Document section ->
++++++++++

To optimize the photocatalytic conditions for the highest hydrogen yield, the amount of Nb₆ loaded on NiS/Cd_0.65Zn_0.35S have been investigated. The rate of H₂ evolution on Nb₆–NiS/Cd_0.65Zn_0.35S samples with different amount of Nb₆ were shown in Fig. S5.† After loading only 0.5 wt% of Nb₆ on NiS/Cd_0.65Zn_0.35S, the rate of H₂ evolution is increased from 1.29 mmol h⁻¹ g⁻¹ to 2.01 mmol h⁻¹ g⁻¹. With the increase of the amount of Nb₆, the rate of H₂ evolution on Nb₆–NiS/Cd_0.65Zn_0.35S is increased further and achieves a maximum of 4.16 mmol h⁻¹ g⁻¹ when the loading amount of Nb₆ on NiS/Cd_0.65Zn_0.35S is 2 wt%. However, when the amount of Nb₆ is above 2 wt%, the hydrogen evolution rate of Nb₆–NiS/Cd_0.65Zn_0.35S decreases. It is supposed that excessive Nb₆ will become the recombination centers for photogenerated carriers as electron trap filling sites.⁸

In order to promote the reducing half reaction in water splitting process, the effect of the concentration of sacrificial reagent was also studied. As shown in Fig. S6,† the remarkably improved H₂ evolution activity (7.06 mmol h⁻¹ g⁻¹) was achieved on Nb₆ (2 wt%)–NiS/Cd_0.65Zn_0.35S photocatalyst when the concentration of the sacrificial reagents increases from 0.1 M Na₂S/0.1 M Na₂SO₃ to 0.25 M Na₂S/0.35 M Na₂SO₃. However, further increasing the concentration of sacrificial reagents hardly improved the activity. The apparent quantum yield (QY) using the optimized photocatalyst was 42% at 420 nm, which is close to the highest efficiency for Cd_1−xZn_xS-based photocatalysts ever reported.¹⁴

A tentative mechanism proposed for the high H₂ production activity of the Nb₆–NiS/Cd_0.65Zn_0.35S sample is illustrated in Fig. 3. Under visible light illumination, the valence band (VB) electrons of Cd_0.65Zn_0.35S are excited to the conduction band (CB), creating holes in the VB. The CB electrons of Cd_0.65Zn_0.35S can be injected into Nb₆ because the Nb₆O₁₉⁸⁻/Nb₆O₁₉⁹⁻ redox potential (−0.38 eV) is lower than the CB of Cd_0.65Zn_0.35S. Then NiS is proposed to be able to trap the electrons, forming at first the intermediate HNiS (reaction (1)), and then electrochemically release H₂ (reaction (2)),¹² though NiS occupies much lower CB position compared to the reduction potential of H⁺/H₂.

++++++++++

Extracted information ->
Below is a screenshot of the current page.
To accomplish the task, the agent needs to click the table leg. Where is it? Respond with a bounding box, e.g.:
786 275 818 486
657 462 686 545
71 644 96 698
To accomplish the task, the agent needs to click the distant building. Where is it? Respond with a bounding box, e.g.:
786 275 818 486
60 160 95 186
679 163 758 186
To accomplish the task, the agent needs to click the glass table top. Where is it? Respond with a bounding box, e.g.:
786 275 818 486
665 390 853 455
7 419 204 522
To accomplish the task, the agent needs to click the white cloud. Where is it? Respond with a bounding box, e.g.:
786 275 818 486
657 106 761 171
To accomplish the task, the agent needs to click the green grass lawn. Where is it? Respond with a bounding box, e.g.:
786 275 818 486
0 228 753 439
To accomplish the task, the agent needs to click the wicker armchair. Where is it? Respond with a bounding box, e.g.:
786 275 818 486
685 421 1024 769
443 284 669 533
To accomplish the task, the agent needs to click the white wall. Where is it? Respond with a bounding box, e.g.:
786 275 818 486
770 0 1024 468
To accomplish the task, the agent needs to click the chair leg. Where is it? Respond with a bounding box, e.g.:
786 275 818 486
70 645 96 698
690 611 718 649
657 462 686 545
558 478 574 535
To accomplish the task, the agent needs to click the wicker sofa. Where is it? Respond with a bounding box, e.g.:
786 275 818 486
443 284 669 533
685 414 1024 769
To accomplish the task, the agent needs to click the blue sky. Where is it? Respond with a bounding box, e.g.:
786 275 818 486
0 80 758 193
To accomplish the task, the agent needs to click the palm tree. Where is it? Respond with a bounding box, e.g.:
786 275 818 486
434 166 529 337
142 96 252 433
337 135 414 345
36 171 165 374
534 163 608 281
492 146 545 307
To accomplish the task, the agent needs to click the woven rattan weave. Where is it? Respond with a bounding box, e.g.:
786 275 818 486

++++++++++

Given instruction 1 ->
Answer these questions using the hydrogen evolution text.
(a) What was the rate of H₂ evolution after only 0.5 wt% of Nb₆ was loaded on NiS/Cd_0.65Zn_0.35S?
(b) What apparent quantum yield at 420 nm was reported for the optimized photocatalyst?
(c) What value is given for the Nb₆O₁₉⁸⁻/Nb₆O₁₉⁹⁻ redox potential?
Given instruction 2 ->
Rewrite the hydrogen evolution text between "A tentative mechanism" and "potential of H⁺/H₂.", inclusive, changing "tentative" to "preliminary".

Task solution 1 ->
(a) 2.01 mmol h⁻¹ g⁻¹, up from 1.29 mmol h⁻¹ g⁻¹
(b) 42%
(c) −0.38 eV

Task solution 2 ->
A preliminary mechanism proposed for the high H₂ production activity of the Nb₆–NiS/Cd_0.65Zn_0.35S sample is illustrated in Fig. 3. Under visible light illumination, the valence band (VB) electrons of Cd_0.65Zn_0.35S are excited to the conduction band (CB), creating holes in the VB. The CB electrons of Cd_0.65Zn_0.35S can be injected into Nb₆ because the Nb₆O₁₉⁸⁻/Nb₆O₁₉⁹⁻ redox potential (−0.38 eV) is lower than the CB of Cd_0.65Zn_0.35S. Then NiS is proposed to be able to trap the electrons, forming at first the intermediate HNiS (reaction (1)), and then electrochemically release H₂ (reaction (2)),¹² though NiS occupies much lower CB position compared to the reduction potential of H⁺/H₂.